Segmentation dataset excerpts:
__________________________________________________

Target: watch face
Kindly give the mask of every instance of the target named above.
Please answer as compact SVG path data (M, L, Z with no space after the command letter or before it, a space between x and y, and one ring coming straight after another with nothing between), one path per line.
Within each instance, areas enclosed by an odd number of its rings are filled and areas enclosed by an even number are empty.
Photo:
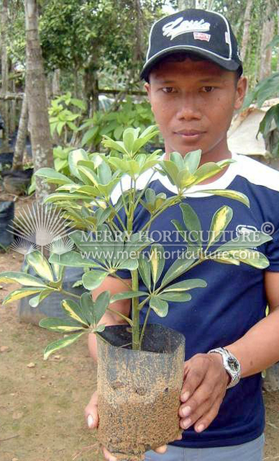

__________________________________________________

* _Aim_
Could you write out these lines again with "object" substituted for "instance" and nothing else changed? Leave the pictures out.

* _Output for this exercise_
Target: watch face
Kindly give the mask of every object of the target named above.
Please answer as compact SVG path data (M, L, Z with no space after the command letter or before it, a space between x and y, and one ring coming straight after another with nothing between), one path per line.
Within each object, areas enclosed by an odd number of its rings are filled and areas enclosed by an even number are empty.
Photo:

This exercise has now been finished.